> _Stated goal 1_
Count the lines in the entries that contain the string "hair", treating case as significant. Reply with the number alone.

Looking at the above map, most of the resorts lie in counties that have mean January temperatures of 20 °F to 30 °F, with California being on the higher end, and Colorado and the norhtern rockies being on the lower end. It's hard to make any true conclusions about this map, given that we're looking at county-level temperatures, and ski resorts, which are at high elevations, are often colder than the counties they reside in. I consider myself a pretty tough skier, so if it's a bit too cold or hot, I'd be fine with that.

Snow

Of course, if I'm going skiing, I want snow. The data for this analysis of snow at U.S. ski areas comes from the website bestsnow.net, run by Tony Crocker, an actuary who dilligently tracks snowfall at U.S. ski resorts.

When looking at snowfall data for ski resorts, we need to have some skepticism. First, it's very hard to track snowfall. Snow could compact as it falls, and resorts sometimes "over-report" their snow totals as a marketing ploy. Also, data could be coming from mid-mountain or upper-mountain, which also makes a difference (upper-mountain is generally much snowier). Here's a table showing at which point on the mountain data for my analysis is coming from. If possible, I took data from mid mountain, but at times, data came from the summit or base.

kable(report_location, col.names = c('Resort', 'Location of Snowfall Report'))
Resort Location of Snowfall Report
Alta mid mountain
Arapahoe Basin base
Aspen summit
Beaver Creek summit
Big Sky mid mountain
Breckenridge mid mountain
Copper mid mountain
Crested Butte mid mountain
Deer Valley summit
Grand Targhee base
Heavenly summit
Jackson Hole mid mountain
Keystone summit
Loveland mid mountain
Mammoth mid mountain
Park City summit
Snowbird mid mountain
Solitude mid mountain
Squaw Valley mid mountain
Steamboat mid mountain
Sun Valley summit
Taos mid mountain
Telluride mid mountain
Vail summit
Whitefish summit
Winter Park mid mountain

It is important to take the locations of the snowfall reports into consideration when determining how good a resort is based on snow. It a mountain gets 400 in. of snow each year and reports at its base, that is more impressive than a mountain getting 400 in. of snow each year but reporting at the summit.

Here, we plot average annual snowfall at our resorts, as well as the standard deviation in this average, denoted by the error bars. The overall mean annual snow for all the resorts is 341 in.

> _Shape annotation entries_
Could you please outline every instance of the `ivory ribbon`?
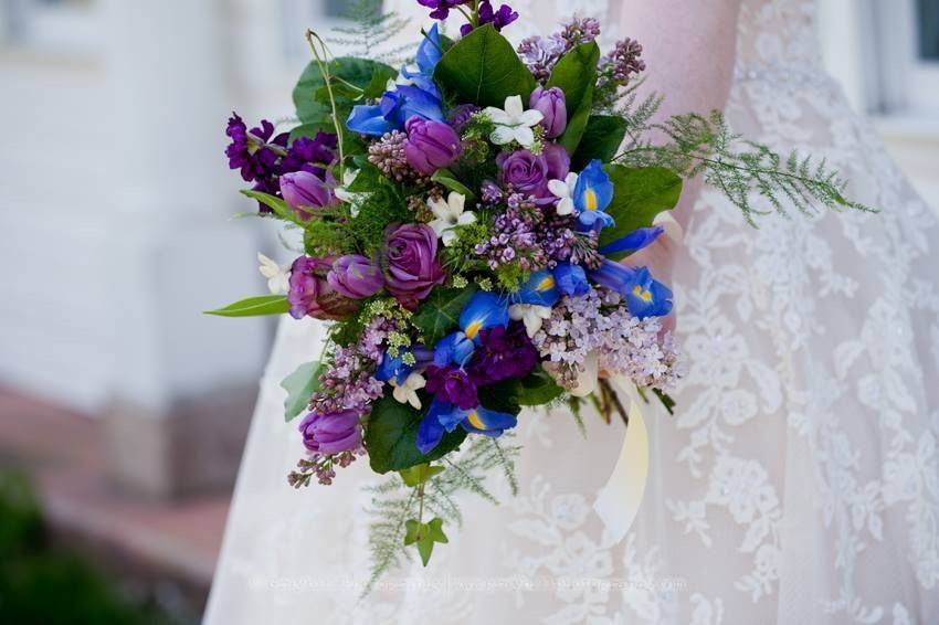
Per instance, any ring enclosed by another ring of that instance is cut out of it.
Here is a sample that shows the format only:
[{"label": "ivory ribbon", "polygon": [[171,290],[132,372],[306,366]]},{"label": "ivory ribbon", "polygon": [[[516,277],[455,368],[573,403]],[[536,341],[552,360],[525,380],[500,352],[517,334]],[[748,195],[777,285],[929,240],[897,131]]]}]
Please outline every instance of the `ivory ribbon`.
[{"label": "ivory ribbon", "polygon": [[613,544],[625,538],[639,513],[648,478],[648,432],[642,414],[643,402],[627,380],[613,380],[613,390],[630,400],[630,425],[620,458],[606,485],[600,489],[593,510],[603,521]]}]

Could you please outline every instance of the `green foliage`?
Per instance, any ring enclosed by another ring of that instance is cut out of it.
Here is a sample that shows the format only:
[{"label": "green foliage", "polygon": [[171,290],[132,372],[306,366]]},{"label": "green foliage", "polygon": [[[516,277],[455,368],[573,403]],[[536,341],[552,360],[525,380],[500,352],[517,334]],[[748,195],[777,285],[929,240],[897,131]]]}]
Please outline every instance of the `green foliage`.
[{"label": "green foliage", "polygon": [[[410,20],[399,17],[393,11],[386,13],[381,8],[381,0],[348,0],[345,2],[345,11],[341,15],[348,25],[333,29],[327,41],[347,50],[349,56],[374,59],[391,65],[400,65],[403,61],[402,54],[413,50],[414,45],[389,46],[389,44],[410,24]],[[384,83],[381,86],[384,91]]]},{"label": "green foliage", "polygon": [[565,393],[555,379],[538,367],[530,375],[521,380],[518,403],[524,406],[549,404]]},{"label": "green foliage", "polygon": [[440,339],[456,329],[460,314],[476,293],[476,285],[466,288],[436,287],[421,303],[420,310],[411,318],[411,324],[424,337],[426,345],[436,345]]},{"label": "green foliage", "polygon": [[323,366],[318,360],[306,362],[284,378],[281,388],[287,391],[284,400],[284,419],[294,420],[309,404],[309,396],[319,390],[319,373]]},{"label": "green foliage", "polygon": [[261,317],[264,315],[284,315],[289,312],[291,304],[286,295],[259,295],[229,304],[215,310],[205,310],[205,315],[218,317]]},{"label": "green foliage", "polygon": [[[430,405],[430,395],[420,395],[423,405]],[[374,403],[366,430],[366,447],[372,470],[388,473],[436,460],[458,447],[466,438],[466,432],[462,428],[447,432],[430,454],[422,454],[418,449],[416,441],[418,426],[423,417],[424,411],[399,403],[391,396],[384,396]]]},{"label": "green foliage", "polygon": [[581,43],[558,61],[545,86],[560,87],[565,92],[568,126],[559,142],[576,153],[593,108],[593,87],[597,83],[597,62],[600,47],[597,42]]},{"label": "green foliage", "polygon": [[[675,208],[682,195],[682,179],[668,169],[631,169],[621,165],[608,165],[604,169],[614,187],[613,201],[606,212],[616,223],[600,232],[601,248],[636,229],[652,225],[655,215]],[[626,253],[608,256],[619,261]]]},{"label": "green foliage", "polygon": [[580,171],[593,159],[610,162],[626,136],[626,121],[615,115],[591,115],[577,151],[571,157],[571,170]]},{"label": "green foliage", "polygon": [[[759,214],[774,211],[788,215],[793,208],[812,214],[816,204],[876,212],[847,200],[846,182],[824,160],[800,157],[796,151],[783,157],[764,145],[743,140],[730,131],[718,110],[709,116],[678,115],[661,124],[651,123],[655,102],[646,99],[635,114],[626,113],[630,140],[616,158],[622,165],[663,167],[685,179],[703,174],[705,182],[722,192],[751,225]],[[652,144],[643,139],[647,133],[661,134],[666,140]],[[755,198],[770,209],[755,205]]]},{"label": "green foliage", "polygon": [[524,102],[535,89],[535,77],[511,44],[492,24],[475,29],[446,51],[434,71],[444,92],[460,102],[505,106],[505,98]]}]

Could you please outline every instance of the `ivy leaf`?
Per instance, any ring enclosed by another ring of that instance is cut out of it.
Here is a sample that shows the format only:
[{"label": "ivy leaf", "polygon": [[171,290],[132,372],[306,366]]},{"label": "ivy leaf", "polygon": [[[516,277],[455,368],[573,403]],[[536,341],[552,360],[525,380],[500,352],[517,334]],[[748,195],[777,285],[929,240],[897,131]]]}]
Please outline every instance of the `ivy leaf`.
[{"label": "ivy leaf", "polygon": [[559,142],[568,150],[568,153],[576,153],[590,118],[599,61],[600,46],[595,41],[576,45],[561,56],[545,84],[546,88],[560,87],[565,92],[568,126],[565,134],[560,136]]},{"label": "ivy leaf", "polygon": [[551,403],[563,394],[565,390],[540,367],[527,378],[523,378],[518,391],[518,403],[524,406],[537,406]]},{"label": "ivy leaf", "polygon": [[[600,231],[600,247],[631,232],[652,225],[655,215],[674,209],[682,195],[682,179],[662,167],[629,168],[622,165],[604,167],[613,181],[613,201],[606,208],[616,223]],[[608,254],[613,261],[627,256],[625,252]]]},{"label": "ivy leaf", "polygon": [[571,157],[571,171],[580,171],[593,159],[610,162],[626,136],[626,120],[615,115],[591,115],[577,151]]},{"label": "ivy leaf", "polygon": [[286,295],[259,295],[240,299],[215,310],[205,310],[205,315],[217,317],[261,317],[264,315],[284,315],[289,312],[291,303]]},{"label": "ivy leaf", "polygon": [[309,396],[319,390],[321,367],[318,360],[300,364],[281,382],[281,388],[287,391],[287,399],[284,400],[285,421],[292,421],[299,415],[309,404]]},{"label": "ivy leaf", "polygon": [[435,288],[421,304],[421,309],[411,317],[411,324],[424,336],[425,345],[436,345],[440,339],[456,328],[460,314],[476,289],[474,284],[465,288]]},{"label": "ivy leaf", "polygon": [[474,29],[453,44],[437,63],[434,81],[457,102],[505,106],[505,98],[535,89],[535,77],[511,44],[492,24]]},{"label": "ivy leaf", "polygon": [[[430,405],[430,395],[422,392],[420,398],[424,406]],[[425,412],[399,403],[391,396],[384,396],[374,403],[366,431],[366,447],[372,470],[402,470],[440,459],[466,438],[466,431],[457,427],[453,432],[444,433],[440,444],[430,454],[422,454],[418,449],[418,426]]]}]

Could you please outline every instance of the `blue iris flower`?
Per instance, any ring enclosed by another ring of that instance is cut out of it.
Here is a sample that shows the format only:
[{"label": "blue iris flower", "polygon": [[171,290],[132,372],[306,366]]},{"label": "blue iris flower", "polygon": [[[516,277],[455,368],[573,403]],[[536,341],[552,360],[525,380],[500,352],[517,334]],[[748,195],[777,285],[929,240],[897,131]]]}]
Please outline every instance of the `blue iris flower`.
[{"label": "blue iris flower", "polygon": [[517,424],[518,419],[507,412],[481,405],[472,410],[461,410],[449,402],[434,400],[418,426],[418,449],[422,454],[430,453],[440,444],[444,432],[453,432],[457,426],[462,426],[466,432],[496,438]]},{"label": "blue iris flower", "polygon": [[653,278],[645,267],[635,271],[625,296],[633,317],[664,317],[672,311],[672,289]]},{"label": "blue iris flower", "polygon": [[639,252],[644,247],[648,247],[652,245],[658,235],[665,232],[665,229],[661,225],[653,225],[652,227],[640,227],[639,230],[634,230],[625,236],[621,236],[613,243],[609,245],[604,245],[600,248],[601,254],[614,254],[618,252],[626,252],[627,254],[632,254],[633,252]]},{"label": "blue iris flower", "polygon": [[472,341],[478,342],[479,330],[508,325],[508,306],[493,293],[481,290],[473,295],[460,314],[460,329]]},{"label": "blue iris flower", "polygon": [[414,367],[404,364],[405,353],[408,352],[400,350],[397,357],[392,357],[386,351],[384,356],[381,357],[381,364],[378,366],[374,377],[382,382],[394,380],[395,384],[403,384],[408,375],[414,370]]},{"label": "blue iris flower", "polygon": [[440,32],[436,24],[418,49],[416,70],[401,70],[411,85],[394,85],[384,92],[377,105],[352,107],[346,127],[360,135],[380,137],[391,130],[402,130],[411,117],[443,121],[440,92],[433,82],[433,72],[440,61]]},{"label": "blue iris flower", "polygon": [[514,297],[520,304],[536,306],[553,306],[559,298],[557,279],[548,269],[531,274]]},{"label": "blue iris flower", "polygon": [[572,297],[587,295],[590,292],[587,272],[580,265],[558,263],[555,267],[555,282],[558,284],[558,290]]},{"label": "blue iris flower", "polygon": [[613,181],[603,171],[603,163],[593,159],[577,177],[573,188],[573,205],[580,225],[588,230],[613,225],[613,218],[605,212],[612,201]]}]

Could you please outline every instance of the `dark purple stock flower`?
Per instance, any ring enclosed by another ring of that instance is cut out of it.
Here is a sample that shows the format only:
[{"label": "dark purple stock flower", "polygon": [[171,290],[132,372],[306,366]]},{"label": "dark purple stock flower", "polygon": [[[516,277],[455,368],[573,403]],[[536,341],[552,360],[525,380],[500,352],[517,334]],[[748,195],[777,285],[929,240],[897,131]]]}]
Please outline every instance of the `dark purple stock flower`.
[{"label": "dark purple stock flower", "polygon": [[424,176],[450,167],[463,151],[460,135],[446,124],[411,117],[404,127],[408,130],[404,157],[408,165]]},{"label": "dark purple stock flower", "polygon": [[545,144],[540,155],[530,150],[516,150],[496,157],[504,187],[511,187],[519,193],[536,199],[550,199],[548,181],[562,180],[570,170],[570,157],[567,150],[557,144]]},{"label": "dark purple stock flower", "polygon": [[528,98],[528,108],[541,112],[541,126],[549,139],[560,137],[568,126],[568,108],[565,92],[558,87],[537,87]]},{"label": "dark purple stock flower", "polygon": [[335,201],[329,184],[308,171],[283,174],[281,194],[287,205],[303,218],[309,216],[309,211],[306,209],[321,209]]},{"label": "dark purple stock flower", "polygon": [[[423,0],[421,0],[423,4]],[[433,14],[433,13],[432,13]],[[499,10],[496,11],[493,9],[493,3],[489,0],[483,0],[479,2],[479,24],[493,24],[497,31],[503,30],[505,27],[514,22],[518,19],[518,13],[511,10],[511,7],[508,4],[503,4],[499,7]],[[466,36],[473,32],[473,24],[463,24],[460,28],[460,34]]]},{"label": "dark purple stock flower", "polygon": [[337,258],[326,280],[336,292],[352,299],[371,297],[384,287],[381,269],[360,254]]},{"label": "dark purple stock flower", "polygon": [[436,399],[452,403],[461,410],[472,410],[479,405],[476,384],[463,369],[431,364],[426,370],[428,392]]},{"label": "dark purple stock flower", "polygon": [[538,350],[518,321],[482,330],[479,342],[467,367],[477,386],[525,378],[538,366]]},{"label": "dark purple stock flower", "polygon": [[362,444],[359,413],[354,410],[312,412],[299,425],[304,446],[326,456],[358,449]]},{"label": "dark purple stock flower", "polygon": [[414,223],[392,225],[386,232],[386,287],[402,306],[413,310],[446,278],[436,258],[436,233],[426,224]]},{"label": "dark purple stock flower", "polygon": [[330,258],[300,256],[291,265],[289,292],[291,316],[294,319],[345,319],[358,309],[352,299],[337,293],[327,282],[326,274],[333,266]]}]

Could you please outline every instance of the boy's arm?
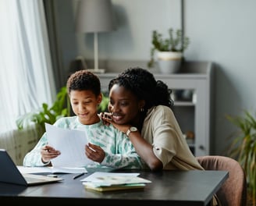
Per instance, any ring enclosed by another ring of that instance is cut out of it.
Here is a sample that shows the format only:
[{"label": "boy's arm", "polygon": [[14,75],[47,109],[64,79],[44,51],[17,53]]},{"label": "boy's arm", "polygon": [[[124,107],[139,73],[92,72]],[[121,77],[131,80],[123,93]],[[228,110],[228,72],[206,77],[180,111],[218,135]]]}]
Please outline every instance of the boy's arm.
[{"label": "boy's arm", "polygon": [[43,146],[48,143],[46,133],[39,140],[37,145],[28,152],[23,158],[23,166],[27,167],[36,167],[36,166],[44,166],[48,165],[48,162],[44,164],[41,161],[41,149]]}]

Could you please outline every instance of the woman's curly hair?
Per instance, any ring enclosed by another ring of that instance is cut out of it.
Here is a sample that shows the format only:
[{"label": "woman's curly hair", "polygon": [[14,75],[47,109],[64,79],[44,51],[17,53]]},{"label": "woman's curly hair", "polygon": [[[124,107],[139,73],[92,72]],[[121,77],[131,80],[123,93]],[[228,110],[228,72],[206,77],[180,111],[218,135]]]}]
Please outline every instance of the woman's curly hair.
[{"label": "woman's curly hair", "polygon": [[108,91],[114,84],[118,84],[130,91],[138,100],[144,100],[144,109],[152,106],[165,105],[172,108],[172,90],[162,80],[156,80],[154,75],[147,69],[128,68],[112,79],[108,83]]}]

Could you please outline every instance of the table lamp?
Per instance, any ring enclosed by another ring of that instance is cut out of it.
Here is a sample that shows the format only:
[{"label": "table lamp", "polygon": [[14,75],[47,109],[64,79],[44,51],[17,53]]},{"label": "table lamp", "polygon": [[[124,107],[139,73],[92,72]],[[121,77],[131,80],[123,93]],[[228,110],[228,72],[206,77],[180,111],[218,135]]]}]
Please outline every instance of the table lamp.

> _Stated goal 2_
Reproduce the ski resort snowfall text from "Of course, if" up to and including "of Snowfall Report'))", with "marketing ploy" changed to "sales tactic".

> _Worked answer 1_
4

> _Worked answer 2_
Of course, if I'm going skiing, I want snow. The data for this analysis of snow at U.S. ski areas comes from the website bestsnow.net, run by Tony Crocker, an actuary who dilligently tracks snowfall at U.S. ski resorts.

When looking at snowfall data for ski resorts, we need to have some skepticism. First, it's very hard to track snowfall. Snow could compact as it falls, and resorts sometimes "over-report" their snow totals as a sales tactic. Also, data could be coming from mid-mountain or upper-mountain, which also makes a difference (upper-mountain is generally much snowier). Here's a table showing at which point on the mountain data for my analysis is coming from. If possible, I took data from mid mountain, but at times, data came from the summit or base.

kable(report_location, col.names = c('Resort', 'Location of Snowfall Report'))